2. Aus einer interdisziplinären und transversalen Perspektive:
Ausgehend von den zeitgenössischen Perspektiven der verschiedenen künstlerischen Felder – Musik und Klanggestaltung, Tanz und Körperausdruck, bildende Kunst (Malerei, Bildhauerei, Fotografie), Theater und Literatur – wird diese interdisziplinäre Reflexion originelle künstlerische Räume schaffen.
In einem transversalen Ansatz werden die Wechselwirkungen zwischen Kunst und wissenschaftlicher Forschung untersucht: Wie kann das zeitgenössische künstlerische Schaffen durch einen sensiblen und kreativen Ansatz neue Wege für die wissenschaftliche Forschung eröffnen? Vice versa: Inwiefern kann die wissenschaftliche Forschung – sei es im historischen, musikwissenschaftlichen, literarischen oder ethnologischen Bereich – das zeitgenössische Kunstschaffen bereichern? Wie kann der historische Ansatz zur Inspirationsquelle für zeitgenössische Künstler werden?
3. Aus der Perspektive der Erinnerungskultur:
Wie kann die Kunst neue Räume in Erinnerungsprozessen schaffen? Wie kann die Kunst im Zeitalter des allmählichen Verschwindens der letzten direkten Zeitzeugen eine Brückenfunktion als Trägerin der Geschichtsvermittlung übernehmen? Und wie spiegelt sich diese Erinnerungsarbeit über zeitgenössische künstlerische Gestaltung und Praxis in den Wissenschaften als neuem Untersuchungsgegenstand wider?
Sprachen: Deutsch und Französisch (mit Simultanübersetzung in beide Sprachen), in Ausnahmefällen ist Kommunikation auf Englisch möglich.
Format: 20-25-minütige Präsentationen oder Beiträge von Künstlern, gefolgt von Diskussionen. Beiträge nur in Präsenzform.
Bedingungen:
Die Reisekosten (Zugtarif zweiter Klasse oder in Ausnahmefällen Flugreisen für längere Strecken) und die Unterkunft (2 bis 3 Nächte) der Teilnehmer:innen werden übernommen. Die Tagung ist für die Öffentlichkeit zugänglich.

*Zu erledigen*:
Setze den Tagungsaufruf zu Kunst, Forschung und Erinnerungskultur nach seinem letzten Satz fort.

*Bereitgestelltes Material*:
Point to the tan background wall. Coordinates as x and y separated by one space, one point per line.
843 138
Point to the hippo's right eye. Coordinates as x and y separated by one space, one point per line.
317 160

*Antwort*:
Wir bitten um die Zusendung von Beitragsvorschlägen auf Deutsch oder Französisch (in Ausnahmefällen auch auf Englisch, max. eine Seite) bis zum 30. Juni 2025 an Melina Burlaud unter folgender Adresse: mburlaudhotmail.com. Bitte fügen Sie einen kurzen Lebenslauf bei und geben Sie Ihre Sprachkenntnisse an. Ein wissenschaftlicher Ausschuss wird an der Auswahl der Vorschläge beteiligt sein. Die Zuteilungen werden vor dem 15. Juli 2025 zurückgeschickt.
Allgemeiner Rahmen:
Das Kolloquium findet im Rahmen des Projekts "Musicagurs" statt, das vom Programm CERV der Europäischen Kommission mitfinanziert wird. „Musicagurs“ verbindet Kunst, Geschichte und Erinnerung an die Lager auf europäischer Ebene in dreifacher Hinsicht: Durch den Austausch von Schülern aus drei Ländern (Frankreich, Deutschland, Spanien), durch die Vortragskonzerte des Ensembles "Mémoires musicales" und durch einen wissenschaftlichen Ansatz in Form dieser Tagung.
Organisatoren: IFRA-SHS Frankfurt / Deutsches Exilarchiv -Deutsche Nationalbibliothek Frankfurt/ Association " Mémoires musicales sans frontière " Pau / Laboratoire ITEM Université de Pau et des Pays de l'Adour.
Von der Europäischen Kommission im Rahmen des CERV-Programms „Holocaust Memory“ mitfinanziert.